• _TO BE DONE_:
a) Answer these about the excerpt on running parallel agents in worktrees below:
(i) What do worktrees isolate, and what do they not isolate?
(ii) Which file holds the starter coordination plan?
(iii) Which issue conflicts with #42, and what do both of them own?
b) Could you carry on the excerpt about running parallel agents in worktrees from the point where it stops?

---- EXCERPT TO READ

Worktrees give you file isolation for free (Module 7): agent A literally cannot write agent B's
files, because they're different files on disk. But "files on disk" is not the only shared resource,
and this is where scale bites in ways two-agents didn't:
- **Runtime state** — the per-worktree `tasks.json` is isolated (it's gitignored runtime state, one
per folder). Good.
- **Ports, databases, external services** — *not* isolated. If three agents each start the app and it
binds the same port, or they all hammer one shared dev database or one API key's rate limit, the
isolation that holds for files evaporates for shared infrastructure. Worktrees isolate the *repo*,
not the *world*. (Containers, Module 16, are how you isolate the world — worth reaching for once a
fleet shares more than a filesystem.)
- **Disk and compute** — each worktree is a full set of working files plus whatever each agent's
process consumes. Two is free-ish. Ten is a resource plan.
### Problem 3 — Coordination: the plan is the artifact
With one agent, the coordination lived in your head. With a fleet, it has to live in a file, for the
same reason every other piece of project memory does (Module 2): your head doesn't scale and it
forgets.
The artifact is a **coordination plan** — a flat table of who owns what. There's a starter in
`lab/orchestration-plan.md`; the shape is just:
| Issue | Branch | Worktree | Files owned | Depends on | Status |
|-------|--------|----------|-------------|------------|--------|
| #42 count | `feature/42-count` | `tasks-app-42-count` | `cli.py` (dispatch + new fn) | — | running |
| #43 docs | `feature/43-docs` | `tasks-app-43-docs` | `README.md`, `CHANGELOG.md` | — | running |
| #44 clear | `feature/44-clear` | `tasks-app-44-clear` | `cli.py` (dispatch + new fn) | — | queued |
Reading that table tells you everything orchestration needs to know *before* you launch anything:
- **#42 and #43 are genuinely parallel** — disjoint files, no shared interface. Run them at once.
- **#44 conflicts with #42** — both own `cli.py`'s dispatch. The table makes the collision visible at
plan-time, when it's free to fix, instead of merge-time, when it costs a conflict. Your options:
serialize them (run #44 after #42 merges), or split the seam better (one owns dispatch, the other
is told exactly where to add its branch — though shared files resist this).
The "Depends on" column is the parallelism killer in disguise. Any non-empty cell means *not now*.
**Two ways to drive the fan-out.** The plan can be executed by *you* (you open the worktrees, launch
each agent, track the table by hand) or by an **orchestrator agent** that reads the plan and spawns a
sub-agent per row. Tooling for the latter is real and moving fast — some agentic tools can launch and
manage parallel sub-agents or background sessions directly. It's powerful and it adds a layer: an
orchestrator that mis-splits the work fans out *bad* splits faster than you could by hand. Whether you
drive it or an agent does, **the plan is the contract**, and a human owns the plan.
### Problem 4 — Integration: keeping the fan-in reviewable
This is where multi-agent work lives or dies, and it's the reason this module is paired with review
(Module 10) in the syllabus.

--------
---- DATASET EXCERPTS

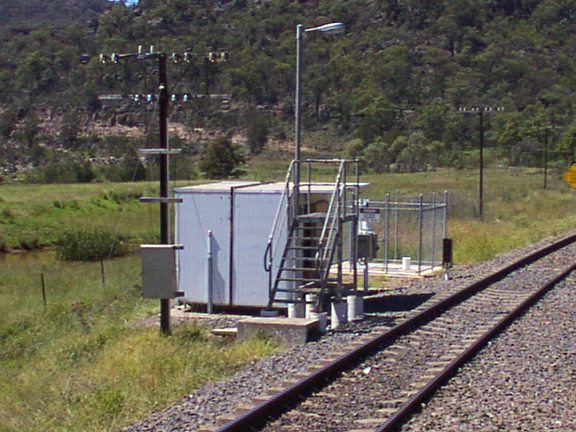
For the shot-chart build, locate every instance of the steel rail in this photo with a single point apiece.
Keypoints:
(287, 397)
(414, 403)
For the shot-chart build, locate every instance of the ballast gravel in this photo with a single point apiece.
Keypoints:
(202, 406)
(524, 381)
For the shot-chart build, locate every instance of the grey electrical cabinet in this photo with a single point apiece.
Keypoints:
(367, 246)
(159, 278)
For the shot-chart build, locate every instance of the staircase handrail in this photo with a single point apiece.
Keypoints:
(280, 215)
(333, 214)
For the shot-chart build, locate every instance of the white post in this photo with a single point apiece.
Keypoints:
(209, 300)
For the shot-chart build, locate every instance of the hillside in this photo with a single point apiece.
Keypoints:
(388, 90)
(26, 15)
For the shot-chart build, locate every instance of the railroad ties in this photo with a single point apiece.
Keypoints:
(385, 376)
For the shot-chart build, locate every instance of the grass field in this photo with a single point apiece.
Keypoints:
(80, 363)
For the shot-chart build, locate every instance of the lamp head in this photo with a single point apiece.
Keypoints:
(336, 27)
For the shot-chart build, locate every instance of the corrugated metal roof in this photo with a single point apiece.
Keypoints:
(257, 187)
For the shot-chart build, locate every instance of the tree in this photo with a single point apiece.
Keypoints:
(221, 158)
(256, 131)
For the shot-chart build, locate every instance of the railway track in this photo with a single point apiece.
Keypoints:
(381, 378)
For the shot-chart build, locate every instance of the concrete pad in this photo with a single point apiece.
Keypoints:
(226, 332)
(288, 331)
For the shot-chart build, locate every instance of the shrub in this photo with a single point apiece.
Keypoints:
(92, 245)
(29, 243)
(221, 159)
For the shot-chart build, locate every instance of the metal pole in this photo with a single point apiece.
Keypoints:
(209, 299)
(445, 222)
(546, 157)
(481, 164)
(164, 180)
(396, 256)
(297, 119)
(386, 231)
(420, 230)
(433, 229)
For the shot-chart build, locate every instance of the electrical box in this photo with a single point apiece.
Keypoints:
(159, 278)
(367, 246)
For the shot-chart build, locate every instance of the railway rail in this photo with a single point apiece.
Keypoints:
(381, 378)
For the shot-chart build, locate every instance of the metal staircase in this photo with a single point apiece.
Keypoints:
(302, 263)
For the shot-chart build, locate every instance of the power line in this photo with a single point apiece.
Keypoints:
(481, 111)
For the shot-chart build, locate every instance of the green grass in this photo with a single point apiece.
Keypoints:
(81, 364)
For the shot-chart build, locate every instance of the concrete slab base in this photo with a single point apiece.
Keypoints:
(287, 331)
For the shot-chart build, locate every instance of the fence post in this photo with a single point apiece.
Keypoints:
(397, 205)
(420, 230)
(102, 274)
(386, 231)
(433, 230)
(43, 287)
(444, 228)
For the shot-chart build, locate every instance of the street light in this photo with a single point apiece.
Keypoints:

--------

• _ANSWER SET_:
a)
(i) Worktrees isolate the repo, not the world.
(ii) `lab/orchestration-plan.md`
(iii) #44. Both own `cli.py`'s dispatch.

b)
The anti-pattern is to let agents merge into each other, or all pile onto one branch, producing an
interleaved history no human can read line by line. That defeats the entire point — the output stops
being reviewable, and unreviewable AI output is exactly what Unit 5 exists to prevent.
The pattern is **fan-out, then fan-in through the front door, one branch at a time:**
1. Each agent's work lands as **its own branch → its own PR.** One agent, one diff, one issue, one
review. The PR is the unit of reviewability (Module 10), and it stays that way no matter how many
agents ran.
2. **CI runs on every PR** (Module 14). With a fleet, this is non-negotiable: it's the automated
first pass that lets you spend your scarce review attention only on PRs that already build and pass
tests. CI reviews *all* of them in parallel for free; you review the survivors.
3. **You merge them into `main` in a deliberate order**, not finish-order. Merge the foundational one
first (the agent that touched the joint), then merge the others on top so any conflict
surfaces against settled code. Each merge is a small, calm, Module-6 conflict resolution — on your
terms, once, instead of two live agents corrupting each other in real time.
4. **An assistive reviewer (Module 24) can take the first pass** on each PR — comment on the obvious
stuff so your human attention lands on the judgment calls. But a human still owns the merge, the
same as always.
The shape to hold in your head: **agents fan out wide, work fans back in narrow** — through PRs,
through CI, through one reviewer, into one `main`. Wide at the edges, single-file in the middle. That
funnel is what keeps "five agents ran" from becoming "five times the mess."
### The thing that actually limits you
Notice what got expensive. The model is cheap and parallel. The worktrees are cheap. CI is cheap and
parallel. The two things that *don't* parallelize are **splitting the work** (one brain deciding the
seams) and **reviewing the results** (one brain reading the diffs). Add agents and those two stay
exactly as serial as they were.
> **Compute stopped being the bottleneck the moment agents got cheap. Your attention is the new
> bottleneck — and it doesn't fan out.** Orchestration is the discipline of spending that attention on
> the two things only you can do (split and review) and letting the agents have everything in between.
That's not a disappointment; it's the job. The skill of this module is not "launch many agents" — any
tool can do that. It's keeping the fan-in narrow enough that one human can still stand at the funnel.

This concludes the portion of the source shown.